▶ **Work order**: Print all the entries verbatim.
** Extracted entries follows **
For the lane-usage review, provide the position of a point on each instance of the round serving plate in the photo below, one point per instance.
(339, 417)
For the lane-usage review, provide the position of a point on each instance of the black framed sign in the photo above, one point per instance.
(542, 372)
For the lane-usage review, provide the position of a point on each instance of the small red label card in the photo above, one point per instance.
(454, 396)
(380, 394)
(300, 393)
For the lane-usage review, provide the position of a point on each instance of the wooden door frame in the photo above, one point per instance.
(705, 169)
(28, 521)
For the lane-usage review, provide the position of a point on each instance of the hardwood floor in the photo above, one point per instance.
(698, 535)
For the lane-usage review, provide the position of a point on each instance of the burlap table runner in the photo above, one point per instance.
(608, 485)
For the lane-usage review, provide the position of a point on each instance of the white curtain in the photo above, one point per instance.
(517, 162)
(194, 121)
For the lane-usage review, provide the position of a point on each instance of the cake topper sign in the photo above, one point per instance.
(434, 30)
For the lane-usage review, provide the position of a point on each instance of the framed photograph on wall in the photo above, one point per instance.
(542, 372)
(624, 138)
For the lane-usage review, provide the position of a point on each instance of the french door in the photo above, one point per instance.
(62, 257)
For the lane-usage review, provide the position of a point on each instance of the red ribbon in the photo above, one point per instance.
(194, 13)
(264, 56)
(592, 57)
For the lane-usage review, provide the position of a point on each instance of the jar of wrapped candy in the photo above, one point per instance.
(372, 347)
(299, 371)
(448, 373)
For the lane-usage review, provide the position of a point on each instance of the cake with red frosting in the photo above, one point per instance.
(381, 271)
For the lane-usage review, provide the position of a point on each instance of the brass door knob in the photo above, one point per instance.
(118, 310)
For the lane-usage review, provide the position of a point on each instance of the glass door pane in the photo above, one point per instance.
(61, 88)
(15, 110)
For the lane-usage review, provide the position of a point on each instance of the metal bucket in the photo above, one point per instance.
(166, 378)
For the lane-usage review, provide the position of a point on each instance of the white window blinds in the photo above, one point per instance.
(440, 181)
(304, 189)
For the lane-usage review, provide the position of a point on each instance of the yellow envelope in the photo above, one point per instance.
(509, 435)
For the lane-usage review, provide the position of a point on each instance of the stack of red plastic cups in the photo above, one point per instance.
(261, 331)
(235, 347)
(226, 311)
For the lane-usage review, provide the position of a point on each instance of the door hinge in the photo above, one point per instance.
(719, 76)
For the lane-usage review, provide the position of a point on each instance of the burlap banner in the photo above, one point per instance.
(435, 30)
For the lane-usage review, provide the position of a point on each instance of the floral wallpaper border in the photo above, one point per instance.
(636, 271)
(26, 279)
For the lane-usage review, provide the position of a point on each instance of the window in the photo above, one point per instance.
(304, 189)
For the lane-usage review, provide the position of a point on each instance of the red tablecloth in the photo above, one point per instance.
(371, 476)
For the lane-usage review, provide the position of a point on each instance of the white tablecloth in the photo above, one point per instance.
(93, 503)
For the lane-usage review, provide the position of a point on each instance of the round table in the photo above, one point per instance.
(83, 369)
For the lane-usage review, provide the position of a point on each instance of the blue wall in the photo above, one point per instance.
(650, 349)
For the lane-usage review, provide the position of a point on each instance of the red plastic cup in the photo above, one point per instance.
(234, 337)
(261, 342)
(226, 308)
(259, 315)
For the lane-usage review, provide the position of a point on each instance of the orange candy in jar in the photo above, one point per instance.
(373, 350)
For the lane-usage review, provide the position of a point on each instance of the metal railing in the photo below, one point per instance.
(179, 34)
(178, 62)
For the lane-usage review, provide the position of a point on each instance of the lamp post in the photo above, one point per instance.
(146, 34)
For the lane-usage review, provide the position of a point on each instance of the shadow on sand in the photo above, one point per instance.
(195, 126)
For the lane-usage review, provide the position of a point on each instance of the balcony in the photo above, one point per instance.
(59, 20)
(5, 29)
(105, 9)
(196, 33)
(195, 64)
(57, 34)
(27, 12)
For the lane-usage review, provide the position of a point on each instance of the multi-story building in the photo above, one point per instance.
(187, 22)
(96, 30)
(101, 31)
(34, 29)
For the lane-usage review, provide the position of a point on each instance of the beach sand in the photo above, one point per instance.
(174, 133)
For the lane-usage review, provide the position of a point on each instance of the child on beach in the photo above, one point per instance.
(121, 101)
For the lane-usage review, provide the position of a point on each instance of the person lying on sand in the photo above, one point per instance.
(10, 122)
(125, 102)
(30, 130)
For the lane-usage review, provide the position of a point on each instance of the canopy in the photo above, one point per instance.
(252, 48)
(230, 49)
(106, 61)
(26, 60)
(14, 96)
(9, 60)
** End of Extracted entries **
▶ **Answer section**:
For the lane-usage review, provide the position of a point on each instance of the round serving plate in the photo below, one point per instance.
(339, 417)
For the lane-usage review, provide the position of a point on each instance of the black framed sign in the photo above, one point per instance.
(542, 372)
For the lane-usage review, provide the position of a point on each instance of the small red label card in the photo above, one point per instance.
(454, 396)
(380, 394)
(300, 393)
For the lane-usage review, provide the position of a point on each instance of the wooden door frame in the photo above, one point per instance.
(705, 169)
(28, 521)
For the lane-usage review, provide the position of a point on each instance of the hardwood floor in the photo above, one point per instance.
(698, 535)
For the lane-usage review, provide the position of a point on each instance of the burlap table runner in the photo above, one point per instance.
(608, 485)
For the lane-usage review, provide the position of a point on each instance of the white curtain in the photo above, one point per instance.
(517, 162)
(194, 121)
For the lane-usage review, provide the position of a point on each instance of the cake topper sign in the photo above, one point per instance.
(434, 30)
For the lane-usage review, provide the position of a point on each instance of the framed photograph on wall in the photo above, one point per instance.
(542, 372)
(624, 138)
For the lane-usage review, provide the position of a point on each instance of the french door in the photo above, one point per instance.
(62, 257)
For the lane-usage review, provide the position of a point on each instance of the red ribbon in the photo above, one point per instance.
(194, 13)
(264, 56)
(592, 57)
For the lane-usage review, provide the position of a point on each instance of the jar of wrapped candy in the photo above, one point per instance.
(372, 347)
(299, 371)
(448, 373)
For the lane-usage review, provide the position of a point on each instance of the cake with red frosting in the photo above, one point per instance.
(381, 271)
For the lane-usage review, provide the position of a point on each instance of the brass door knob in the photo above, one point per instance.
(118, 310)
For the lane-usage review, provide the position of a point on each instance of the glass door pane in the photo above, one point per instance.
(61, 88)
(15, 110)
For the lane-usage review, provide the position of a point on each instance of the metal bucket in the photo above, one point per instance.
(166, 378)
For the lane-usage review, provide the position of a point on each instance of the white window blinds in the photo above, one point per instance.
(440, 181)
(304, 189)
For the lane-usage review, provide the position of a point on each instance of the yellow envelope in the photo above, one point per instance.
(509, 435)
For the lane-usage review, provide the position of a point on each instance of the stack of red plastic cups in the photo above, one point per instance.
(261, 331)
(235, 347)
(226, 311)
For the lane-usage review, provide the position of a point on each instance of the door hinge in the photo above, one point per instance.
(719, 76)
For the lane-usage review, provide the position of a point on each instance of the burlap banner in the photo above, one point per instance.
(435, 30)
For the lane-usage review, provide the position of a point on each instance of the floral wallpaper border in the photo above, one point per instance.
(636, 271)
(26, 279)
For the lane-usage review, provide the position of a point on each instance of the window in the photo above, one point per instance.
(304, 189)
For the lane-usage review, provide the position of a point on each instance of the red tablecloth in the photo above, one point per instance.
(371, 476)
For the lane-usage review, provide the position of a point on each instance of the white tablecloth in the photo above, one point per instance.
(93, 503)
For the lane-usage review, provide the position of a point on each instance of the round table in the photo above, one point per instance.
(83, 369)
For the lane-usage review, provide the position of a point on each instance of the blue wall in the photo above, one point per instance.
(650, 349)
For the lane-usage review, provide the position of a point on each instance of the red plastic cup in the photo above, one point per instance.
(234, 337)
(261, 342)
(226, 308)
(259, 315)
For the lane-usage review, provide the position of a point on each instance of the orange candy in jar in the photo above, one point per instance.
(373, 350)
For the lane-usage review, provide the position of a point on each instance of the metal railing in the photo below, one point per instance.
(179, 34)
(178, 62)
For the lane-usage review, provide the position of a point on each instance of the lamp post in the photo above, one point per instance.
(146, 34)
For the lane-usage review, provide the position of a point on each instance of the shadow on sand in the photo above, one point per instance.
(195, 126)
For the lane-usage review, provide the position of a point on each instance of the balcony in the photo above, one point per instance.
(59, 20)
(5, 29)
(105, 9)
(196, 33)
(195, 64)
(57, 34)
(27, 12)
For the lane-usage review, provide the position of a point on each instance of the multi-story building in the photo above, one point per instance.
(187, 22)
(96, 30)
(101, 31)
(34, 29)
For the lane-usage review, provide the position of a point on each instance of the beach sand in the photo above, one point per instance.
(174, 133)
For the lane-usage review, provide the position of a point on each instance of the child on beach in the photo above, one point per instance.
(121, 101)
For the lane-usage review, provide the position of a point on each instance of the person lying on sand in the photo above, one point per instance.
(10, 122)
(125, 102)
(30, 130)
For the lane-usage review, provide the position of a point on each instance of the canopy in the photo above, one point per instance.
(252, 48)
(230, 49)
(106, 61)
(26, 60)
(14, 96)
(9, 60)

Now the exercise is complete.